Exercise A:
For the passage on comparison, decide whether each statement (i), (ii), (iii) agrees with it. Answer yes or no for each, quoting the words from the passage that settle it.
(i) The writer says comparison does more good than harm.
(ii) The writer names comparison as the main cause of inferiority complex.
(iii) For accessories, the writer usually wore a wrist watch.
● ● ● ● ● ● ●
We all fall in the trap of comparison wherein we inevitably compare ourselves with others.  This comparison does more harm to us than good. This does not mean we stop looking up to others. But there is a difference between learning from others and simply comparing yourself with them and then feeling, ‘Oh! Wish I was like her!’

This comparison is the main cause of inferiority complex. We compare ourselves with our neighbors, colleagues, batch mates, celebrities, siblings and with strangers too!

It happened with me several times that often while traveling I spotted fashionable women around. I looked at their dresses, their style and matching accessories and then glanced at my attire which was usually a comfy, simple dress. In the name of accessories, I generally wore a wrist watch and my make up comprised of a light color lipstick. That’s all. So each time I came across a hip girl on street, I was ready to sulk and to term myself a ‘dodo’. But this was long ago.
● ● ● ● ● ● ●
Exercise B: In the listing below, copy word for word the lines between the line holding "Where can the football" and the line holding "<point>41,382</point>", inclusive.

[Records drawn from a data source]
● ● ● ● ● ● ●
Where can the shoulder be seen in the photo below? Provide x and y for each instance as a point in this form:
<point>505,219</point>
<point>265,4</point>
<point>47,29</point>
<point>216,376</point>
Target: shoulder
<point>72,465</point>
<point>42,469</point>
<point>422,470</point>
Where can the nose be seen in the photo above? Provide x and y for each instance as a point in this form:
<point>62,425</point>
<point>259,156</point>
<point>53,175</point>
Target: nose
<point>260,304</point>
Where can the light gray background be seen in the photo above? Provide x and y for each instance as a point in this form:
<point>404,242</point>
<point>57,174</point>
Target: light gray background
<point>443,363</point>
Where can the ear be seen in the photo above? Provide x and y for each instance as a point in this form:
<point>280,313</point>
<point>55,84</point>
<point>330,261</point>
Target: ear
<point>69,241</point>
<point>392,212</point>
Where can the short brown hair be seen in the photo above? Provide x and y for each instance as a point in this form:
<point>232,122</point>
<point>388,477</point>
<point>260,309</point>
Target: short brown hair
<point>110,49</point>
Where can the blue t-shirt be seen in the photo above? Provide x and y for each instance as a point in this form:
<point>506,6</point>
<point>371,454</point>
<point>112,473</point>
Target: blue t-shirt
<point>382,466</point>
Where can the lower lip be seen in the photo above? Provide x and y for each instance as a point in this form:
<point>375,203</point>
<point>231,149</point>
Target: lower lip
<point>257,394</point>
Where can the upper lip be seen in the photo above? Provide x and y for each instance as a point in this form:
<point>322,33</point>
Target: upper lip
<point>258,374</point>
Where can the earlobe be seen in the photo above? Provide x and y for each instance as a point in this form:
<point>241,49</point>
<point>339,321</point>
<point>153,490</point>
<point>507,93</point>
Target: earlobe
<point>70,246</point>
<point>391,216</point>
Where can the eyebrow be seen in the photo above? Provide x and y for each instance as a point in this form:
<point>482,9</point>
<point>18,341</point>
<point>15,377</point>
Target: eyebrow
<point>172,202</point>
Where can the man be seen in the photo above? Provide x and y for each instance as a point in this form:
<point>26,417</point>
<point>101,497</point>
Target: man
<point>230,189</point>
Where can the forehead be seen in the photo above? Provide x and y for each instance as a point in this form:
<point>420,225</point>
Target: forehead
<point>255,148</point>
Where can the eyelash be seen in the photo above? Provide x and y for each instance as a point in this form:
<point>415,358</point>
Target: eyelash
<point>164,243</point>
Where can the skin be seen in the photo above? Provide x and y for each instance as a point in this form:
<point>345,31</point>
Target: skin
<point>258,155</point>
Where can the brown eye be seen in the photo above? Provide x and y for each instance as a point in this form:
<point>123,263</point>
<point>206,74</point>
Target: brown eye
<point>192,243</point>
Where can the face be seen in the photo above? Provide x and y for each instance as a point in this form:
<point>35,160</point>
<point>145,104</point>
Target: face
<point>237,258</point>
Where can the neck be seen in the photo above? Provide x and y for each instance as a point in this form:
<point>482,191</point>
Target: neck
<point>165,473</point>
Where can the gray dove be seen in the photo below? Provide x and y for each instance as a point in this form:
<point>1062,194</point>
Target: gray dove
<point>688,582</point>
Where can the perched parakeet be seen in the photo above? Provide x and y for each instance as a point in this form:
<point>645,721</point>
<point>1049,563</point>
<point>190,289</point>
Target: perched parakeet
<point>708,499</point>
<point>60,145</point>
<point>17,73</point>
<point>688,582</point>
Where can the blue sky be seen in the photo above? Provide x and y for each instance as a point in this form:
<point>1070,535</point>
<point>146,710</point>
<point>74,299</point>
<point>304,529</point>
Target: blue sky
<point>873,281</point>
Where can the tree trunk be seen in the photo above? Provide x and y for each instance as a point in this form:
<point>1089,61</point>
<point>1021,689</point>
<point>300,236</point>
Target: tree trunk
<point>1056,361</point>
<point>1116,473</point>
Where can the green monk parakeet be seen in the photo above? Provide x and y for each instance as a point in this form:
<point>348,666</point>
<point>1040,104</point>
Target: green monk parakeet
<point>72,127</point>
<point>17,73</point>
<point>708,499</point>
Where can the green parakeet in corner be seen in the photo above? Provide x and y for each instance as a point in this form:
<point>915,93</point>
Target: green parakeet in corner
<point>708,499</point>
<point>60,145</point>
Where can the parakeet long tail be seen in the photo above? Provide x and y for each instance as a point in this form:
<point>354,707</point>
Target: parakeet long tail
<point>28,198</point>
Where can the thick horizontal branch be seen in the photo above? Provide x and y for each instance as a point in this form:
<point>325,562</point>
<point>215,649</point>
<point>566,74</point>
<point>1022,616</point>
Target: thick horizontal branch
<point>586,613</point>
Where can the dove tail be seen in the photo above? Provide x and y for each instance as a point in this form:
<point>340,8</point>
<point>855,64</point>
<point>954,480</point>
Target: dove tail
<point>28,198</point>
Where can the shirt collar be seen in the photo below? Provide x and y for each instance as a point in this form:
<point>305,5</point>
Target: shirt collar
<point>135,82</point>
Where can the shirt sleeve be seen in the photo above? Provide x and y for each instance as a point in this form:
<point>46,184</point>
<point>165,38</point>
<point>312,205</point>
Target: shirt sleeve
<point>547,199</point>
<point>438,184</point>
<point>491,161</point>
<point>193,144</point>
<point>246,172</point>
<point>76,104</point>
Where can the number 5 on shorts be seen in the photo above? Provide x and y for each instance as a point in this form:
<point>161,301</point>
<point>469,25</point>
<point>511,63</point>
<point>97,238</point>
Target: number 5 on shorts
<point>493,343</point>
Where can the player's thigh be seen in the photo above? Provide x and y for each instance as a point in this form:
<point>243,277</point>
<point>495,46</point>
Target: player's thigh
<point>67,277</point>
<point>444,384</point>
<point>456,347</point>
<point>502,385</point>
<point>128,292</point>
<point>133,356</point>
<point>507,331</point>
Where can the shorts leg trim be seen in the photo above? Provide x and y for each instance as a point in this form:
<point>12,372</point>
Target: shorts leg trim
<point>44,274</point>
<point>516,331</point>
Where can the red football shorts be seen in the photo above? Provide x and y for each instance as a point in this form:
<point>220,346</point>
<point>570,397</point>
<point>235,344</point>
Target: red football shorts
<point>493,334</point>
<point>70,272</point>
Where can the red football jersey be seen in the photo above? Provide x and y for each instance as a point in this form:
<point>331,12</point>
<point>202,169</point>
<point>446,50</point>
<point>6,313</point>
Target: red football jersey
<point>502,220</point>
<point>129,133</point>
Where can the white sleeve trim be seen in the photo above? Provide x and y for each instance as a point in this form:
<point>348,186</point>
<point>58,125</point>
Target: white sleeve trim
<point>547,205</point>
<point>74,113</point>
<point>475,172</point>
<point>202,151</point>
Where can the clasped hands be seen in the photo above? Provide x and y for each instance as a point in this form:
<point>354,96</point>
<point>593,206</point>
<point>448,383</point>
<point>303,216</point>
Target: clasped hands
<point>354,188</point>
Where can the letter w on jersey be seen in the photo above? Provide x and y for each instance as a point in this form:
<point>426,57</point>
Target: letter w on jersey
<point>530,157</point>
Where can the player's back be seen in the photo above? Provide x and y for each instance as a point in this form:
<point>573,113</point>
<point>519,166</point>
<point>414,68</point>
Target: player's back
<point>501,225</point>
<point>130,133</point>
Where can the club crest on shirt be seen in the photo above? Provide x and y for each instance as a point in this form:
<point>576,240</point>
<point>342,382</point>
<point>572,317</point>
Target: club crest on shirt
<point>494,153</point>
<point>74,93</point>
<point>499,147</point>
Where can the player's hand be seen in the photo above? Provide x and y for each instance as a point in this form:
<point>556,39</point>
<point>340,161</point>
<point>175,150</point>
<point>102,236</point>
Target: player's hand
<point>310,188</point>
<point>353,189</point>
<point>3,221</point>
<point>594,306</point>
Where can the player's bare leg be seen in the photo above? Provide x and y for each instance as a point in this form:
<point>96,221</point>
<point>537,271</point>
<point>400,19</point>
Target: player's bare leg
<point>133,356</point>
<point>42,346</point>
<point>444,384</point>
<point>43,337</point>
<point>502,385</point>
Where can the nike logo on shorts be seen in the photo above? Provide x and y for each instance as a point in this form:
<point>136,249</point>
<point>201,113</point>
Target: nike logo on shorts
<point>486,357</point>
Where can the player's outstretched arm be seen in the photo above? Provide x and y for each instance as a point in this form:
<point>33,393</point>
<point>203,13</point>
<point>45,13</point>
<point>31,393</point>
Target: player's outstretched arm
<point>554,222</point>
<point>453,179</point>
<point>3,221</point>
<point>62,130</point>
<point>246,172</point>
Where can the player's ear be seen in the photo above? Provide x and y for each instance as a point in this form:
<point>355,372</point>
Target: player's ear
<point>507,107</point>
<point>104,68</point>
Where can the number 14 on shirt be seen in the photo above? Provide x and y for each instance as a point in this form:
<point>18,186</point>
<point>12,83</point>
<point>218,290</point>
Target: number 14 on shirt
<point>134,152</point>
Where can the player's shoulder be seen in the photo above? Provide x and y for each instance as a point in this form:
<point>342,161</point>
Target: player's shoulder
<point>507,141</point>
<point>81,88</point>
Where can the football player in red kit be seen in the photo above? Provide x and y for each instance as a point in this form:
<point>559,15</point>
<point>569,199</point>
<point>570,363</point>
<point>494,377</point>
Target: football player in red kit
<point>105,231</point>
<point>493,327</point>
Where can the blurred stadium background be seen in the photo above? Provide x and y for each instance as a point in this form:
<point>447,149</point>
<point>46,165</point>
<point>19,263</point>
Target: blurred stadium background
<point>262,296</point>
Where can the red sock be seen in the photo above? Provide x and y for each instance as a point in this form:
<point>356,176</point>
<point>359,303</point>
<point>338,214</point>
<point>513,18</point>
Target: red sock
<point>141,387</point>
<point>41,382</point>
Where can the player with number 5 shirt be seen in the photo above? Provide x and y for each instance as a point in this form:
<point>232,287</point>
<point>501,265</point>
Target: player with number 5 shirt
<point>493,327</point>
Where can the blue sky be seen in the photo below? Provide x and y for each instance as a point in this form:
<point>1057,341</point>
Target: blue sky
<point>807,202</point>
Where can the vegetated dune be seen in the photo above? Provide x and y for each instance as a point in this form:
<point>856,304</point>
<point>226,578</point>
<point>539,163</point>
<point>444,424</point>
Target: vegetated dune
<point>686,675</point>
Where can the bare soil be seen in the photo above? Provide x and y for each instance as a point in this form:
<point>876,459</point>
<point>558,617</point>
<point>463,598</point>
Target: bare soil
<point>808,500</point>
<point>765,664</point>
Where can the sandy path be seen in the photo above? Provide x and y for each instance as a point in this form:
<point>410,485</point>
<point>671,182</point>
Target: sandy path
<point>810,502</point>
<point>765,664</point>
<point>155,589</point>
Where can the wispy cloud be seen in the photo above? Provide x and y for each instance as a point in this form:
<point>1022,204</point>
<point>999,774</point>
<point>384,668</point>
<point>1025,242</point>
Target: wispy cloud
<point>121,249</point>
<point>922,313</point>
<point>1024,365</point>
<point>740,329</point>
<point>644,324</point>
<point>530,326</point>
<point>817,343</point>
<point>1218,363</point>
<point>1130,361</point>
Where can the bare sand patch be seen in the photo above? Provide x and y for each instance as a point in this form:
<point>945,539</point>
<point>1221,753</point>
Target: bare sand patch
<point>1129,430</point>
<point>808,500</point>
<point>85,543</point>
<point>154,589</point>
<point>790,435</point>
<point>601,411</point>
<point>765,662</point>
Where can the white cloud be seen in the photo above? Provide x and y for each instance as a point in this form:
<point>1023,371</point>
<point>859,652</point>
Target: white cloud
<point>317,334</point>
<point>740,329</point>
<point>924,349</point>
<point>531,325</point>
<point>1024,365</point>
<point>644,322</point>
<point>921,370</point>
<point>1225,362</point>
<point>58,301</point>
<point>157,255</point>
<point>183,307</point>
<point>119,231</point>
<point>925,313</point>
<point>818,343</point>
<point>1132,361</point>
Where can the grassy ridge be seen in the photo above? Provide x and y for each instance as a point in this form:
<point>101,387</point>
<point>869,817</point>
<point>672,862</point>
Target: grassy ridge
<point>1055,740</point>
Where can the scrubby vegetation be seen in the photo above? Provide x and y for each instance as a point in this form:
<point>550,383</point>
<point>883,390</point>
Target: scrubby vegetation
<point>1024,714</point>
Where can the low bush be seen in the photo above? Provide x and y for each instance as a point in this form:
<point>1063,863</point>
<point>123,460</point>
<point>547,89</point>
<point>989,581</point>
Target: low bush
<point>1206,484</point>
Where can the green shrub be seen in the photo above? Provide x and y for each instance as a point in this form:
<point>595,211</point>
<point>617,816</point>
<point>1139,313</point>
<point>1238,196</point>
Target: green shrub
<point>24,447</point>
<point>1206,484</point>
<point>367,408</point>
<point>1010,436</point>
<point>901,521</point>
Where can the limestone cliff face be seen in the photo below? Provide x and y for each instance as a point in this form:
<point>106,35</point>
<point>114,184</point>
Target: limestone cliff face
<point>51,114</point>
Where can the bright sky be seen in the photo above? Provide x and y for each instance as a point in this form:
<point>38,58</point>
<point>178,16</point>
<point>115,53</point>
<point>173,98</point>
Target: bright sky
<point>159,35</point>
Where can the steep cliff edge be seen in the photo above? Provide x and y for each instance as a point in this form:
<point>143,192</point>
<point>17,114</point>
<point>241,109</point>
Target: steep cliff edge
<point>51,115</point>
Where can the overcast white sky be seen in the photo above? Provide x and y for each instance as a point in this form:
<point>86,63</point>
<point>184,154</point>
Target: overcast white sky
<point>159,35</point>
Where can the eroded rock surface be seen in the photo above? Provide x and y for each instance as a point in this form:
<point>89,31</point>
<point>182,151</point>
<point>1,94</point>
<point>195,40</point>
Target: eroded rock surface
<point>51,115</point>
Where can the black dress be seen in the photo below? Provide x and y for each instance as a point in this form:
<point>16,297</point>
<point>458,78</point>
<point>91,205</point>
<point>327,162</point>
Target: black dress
● ● ● ● ● ● ●
Task answer A:
(i) No: "This comparison does more harm to us than good."
(ii) Yes: "This comparison is the main cause of inferiority complex."
(iii) Yes: "In the name of accessories, I generally wore a wrist watch"

Task answer B:
Where can the football player in red kit be seen in the photo above? Provide x and y for each instance as a point in this form:
<point>559,15</point>
<point>569,199</point>
<point>570,363</point>
<point>494,377</point>
Target: football player in red kit
<point>105,231</point>
<point>493,327</point>
Where can the blurred stadium background be seen in the photo above? Provide x and y for each instance as a point in this form:
<point>447,149</point>
<point>46,165</point>
<point>19,263</point>
Target: blurred stadium background
<point>262,296</point>
Where can the red sock be seen in the photo above? Provide x and y for each instance as a point in this form:
<point>356,176</point>
<point>359,303</point>
<point>338,214</point>
<point>513,18</point>
Target: red sock
<point>141,387</point>
<point>41,382</point>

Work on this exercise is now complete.